* **PAGE EXCERPT**:

*** Begin section ***

Commanders and leaders
- Timur: Süleyman Çelebi

= Sack of Sebaste (1400) =

Sacking of Sebaste during the Ottoman-Timurid War

The Sack of Sebaste in 1400 was one of Timur's campaigns in Anatolia. It was one of the first events of the Ottoman-Timurid War, which led to a famous massacre in the city of Sivas. This was also part of Timur's campaigns across the Middle East.

== Background ==
the Ottoman Empire began growing quickly in Anatolia and the Balkans. In 1398, Sultan Bayezid I took control of the city of Sebaste and removed its ruler Kadi Burhan Ahmed. This move made Sebaste a key part of Ottoman territory in eastern Anatolia. During this same period, the Timurid Empire was expanding in the East under the leader Timur. Conflict began when Timur demanded that Bayezid pay tribute for the Emirate of Erzincan. The ruler of Erzincan Taharten, was a loyal follower of Timur. Bayezid I refused the demand, viewing it as a major insult to his power. At the time, Bayezid was busy leading a siege against the city of Constantinople. However, realizing the danger from the East, he moved his entire army to Sebaste before winter to prepare for the Timurid threat. He also sent his son, Suleiman, to the region with extra military forces.

*** End section ***

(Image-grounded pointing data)
*** Begin section ***

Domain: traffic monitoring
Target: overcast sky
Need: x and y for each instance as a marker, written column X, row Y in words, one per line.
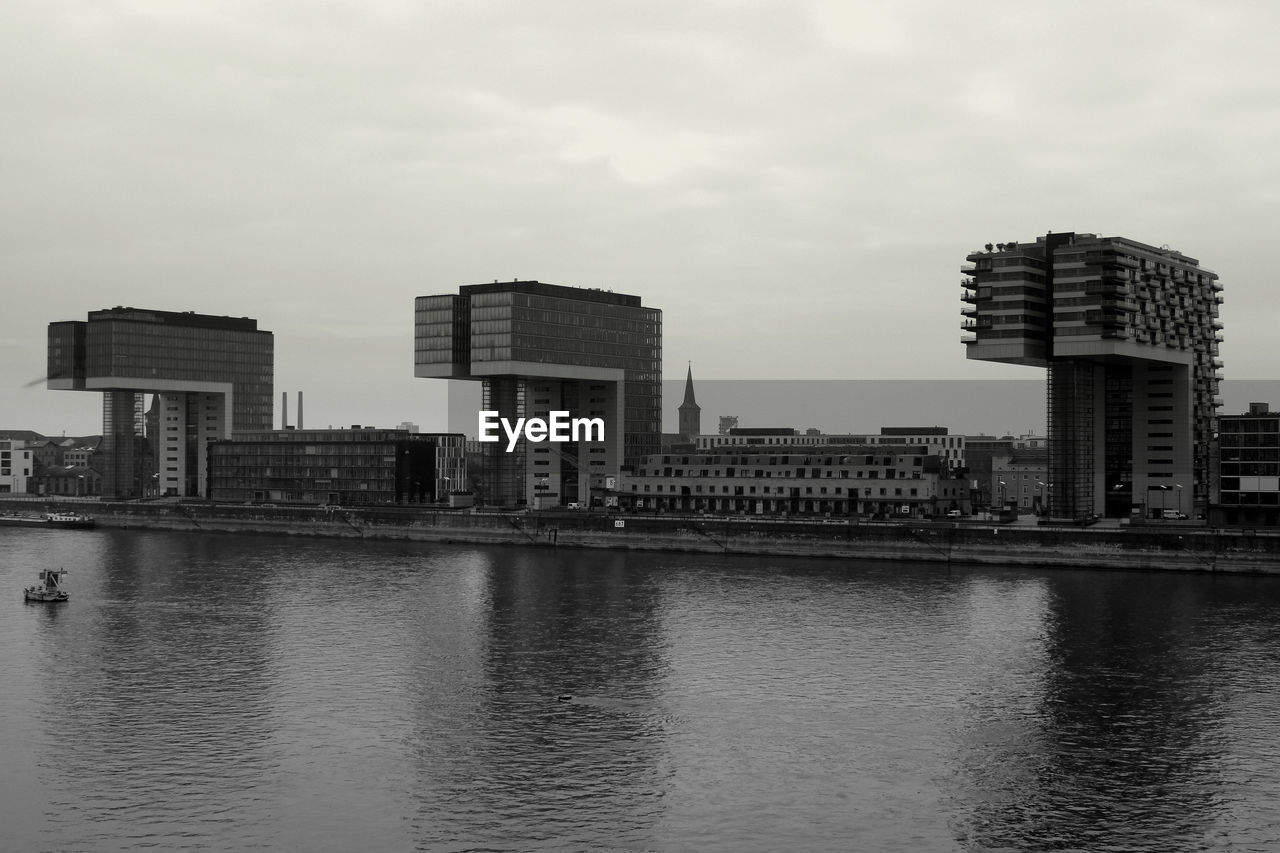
column 795, row 185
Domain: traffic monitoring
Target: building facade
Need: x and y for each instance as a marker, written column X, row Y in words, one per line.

*** End section ***

* **EXERCISE TASKS**:
A: In the excerpt on the Sack of Sebaste, in what year did Sultan Bayezid I take control of Sebaste?
B: Continue the excerpt on the Sack of Sebaste from its final sentence.

* **ANSWERS FOR THIS EXERCISE**:
A: 1398

B:
== Battle and massacre ==
In the year 1400, Timur started moving for the invasion. He took the northern route, the same one the Mongol Empire took in 1243 to invade Eastern Anatolia in the Battle of Köse Dağ. When Timur arrived at Sebaste, the city had many things belonging to the Turks, like Seljuk schools and mosques. The siege did not last long. in August, the city and those in it surrendered because the siege was so strong. Timur committed a massacre to teach Bayezid a lesson he would never forget. He left the Muslims alone and did not kill them, while many Christian residents were enslaved and captured. 3,000 Christian Armenian soldiers were killed. Timur had made a promise and pledged that he would not shed a single drop of their blood if they surrendered. After they surrendered, Timur fulfilled his promise but in an extremely brutal way. He ordered trenches to be dug in the ground and buried thousands of Armenian soldiers alive. He was proud that he had fulfilled his promise.

== Aftermath ==

Then, Timur ended the siege in Anatolia and moved toward the Mamluks. He captured the cities of Aleppo and Damascus. At the same time, Sultan Bayezid stopped his siege of Constantinople and prepared for any possible attack. However, after that, the Battle of Ankara took place. Bayezid and many of his soldiers were captured.

== See also ==

- Battle of Ankara
- Ottoman wars in Asia
- Timurid conquests and invasions
- Siege of Damascus (1400)
- Sack of Aleppo (1400)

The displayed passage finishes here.